== RECORDED DATA ==
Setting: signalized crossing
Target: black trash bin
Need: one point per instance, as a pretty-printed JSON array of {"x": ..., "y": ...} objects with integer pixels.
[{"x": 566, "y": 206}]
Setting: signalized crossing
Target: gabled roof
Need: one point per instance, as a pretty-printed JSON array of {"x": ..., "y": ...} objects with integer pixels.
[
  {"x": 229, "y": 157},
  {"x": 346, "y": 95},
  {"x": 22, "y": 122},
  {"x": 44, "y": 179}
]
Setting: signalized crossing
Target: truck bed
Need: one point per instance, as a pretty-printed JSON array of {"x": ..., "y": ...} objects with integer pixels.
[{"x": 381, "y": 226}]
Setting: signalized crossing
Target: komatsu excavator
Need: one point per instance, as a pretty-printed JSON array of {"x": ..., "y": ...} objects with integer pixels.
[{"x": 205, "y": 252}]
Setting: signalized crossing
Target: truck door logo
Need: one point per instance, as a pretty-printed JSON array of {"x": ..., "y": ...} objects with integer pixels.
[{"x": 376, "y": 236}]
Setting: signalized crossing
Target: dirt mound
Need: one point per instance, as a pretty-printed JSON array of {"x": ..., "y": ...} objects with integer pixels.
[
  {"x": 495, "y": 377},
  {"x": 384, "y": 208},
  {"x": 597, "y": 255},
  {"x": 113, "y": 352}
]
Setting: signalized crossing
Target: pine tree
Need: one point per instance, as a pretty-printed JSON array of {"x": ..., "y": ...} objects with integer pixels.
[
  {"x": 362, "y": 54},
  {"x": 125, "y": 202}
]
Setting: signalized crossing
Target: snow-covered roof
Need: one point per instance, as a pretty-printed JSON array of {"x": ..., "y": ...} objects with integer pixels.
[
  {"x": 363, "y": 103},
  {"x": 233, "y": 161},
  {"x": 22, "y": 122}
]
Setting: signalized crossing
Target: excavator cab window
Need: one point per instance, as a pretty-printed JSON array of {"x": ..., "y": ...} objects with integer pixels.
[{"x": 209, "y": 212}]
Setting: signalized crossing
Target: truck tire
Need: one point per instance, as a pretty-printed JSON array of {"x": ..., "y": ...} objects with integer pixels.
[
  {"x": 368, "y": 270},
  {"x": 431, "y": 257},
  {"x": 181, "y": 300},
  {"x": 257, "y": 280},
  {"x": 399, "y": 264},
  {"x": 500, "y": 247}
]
===
## WORK TO COMPLETE
The data above is to be given again, with every line exact.

## EXPECTED OUTPUT
Setting: signalized crossing
Target: black trash bin
Need: one point per instance, as a pretty-printed JSON array of {"x": ..., "y": ...} objects with integer pixels.
[{"x": 566, "y": 206}]
Setting: signalized crossing
Target: gabled roof
Need: one point per instance, as a pretty-printed JSON array of {"x": ..., "y": ...} objects with integer pixels.
[
  {"x": 229, "y": 157},
  {"x": 346, "y": 95},
  {"x": 22, "y": 122},
  {"x": 44, "y": 179}
]
Setting: signalized crossing
Target: truck bed
Need: one point per instance, as a pretty-printed JSON array of {"x": ..., "y": ...} objects with integer pixels.
[{"x": 381, "y": 226}]
Setting: signalized crossing
Target: komatsu excavator
Need: one point per instance, as a pretty-printed JSON array of {"x": ..., "y": ...} objects with integer pixels.
[{"x": 205, "y": 252}]
Setting: signalized crossing
Target: truck door logo
Need: one point per instance, as a pretty-printed JSON array of {"x": ..., "y": ...} objects with integer pixels.
[{"x": 376, "y": 236}]
Setting: signalized crossing
Target: dirt mound
Need: one point per instance, as a pretty-printed JSON array of {"x": ..., "y": ...} objects with integer pixels.
[
  {"x": 495, "y": 377},
  {"x": 384, "y": 208},
  {"x": 597, "y": 255},
  {"x": 113, "y": 352}
]
Setting: signalized crossing
Target: pine tree
Need: one point per instance, as a pretty-printed JSON array of {"x": ..., "y": ...} objects with integer pixels.
[
  {"x": 362, "y": 54},
  {"x": 125, "y": 202}
]
Setting: signalized crossing
Target: snow-covered roof
Need: one point per instance, as a pretty-printed JSON array of {"x": ..., "y": ...} objects with integer pixels.
[
  {"x": 363, "y": 103},
  {"x": 233, "y": 161},
  {"x": 22, "y": 122}
]
Setting: signalized crossing
Target: excavator cab window
Need: one point per instance, as a pretty-printed JSON array of {"x": ..., "y": ...} objects with integer pixels.
[{"x": 209, "y": 212}]
Setting: signalized crossing
Target: truck tire
Need: one point per instance, as a pretty-printed JSON array of {"x": ..., "y": ...} objects with integer pixels.
[
  {"x": 368, "y": 270},
  {"x": 431, "y": 257},
  {"x": 181, "y": 300},
  {"x": 257, "y": 280},
  {"x": 399, "y": 264},
  {"x": 500, "y": 247}
]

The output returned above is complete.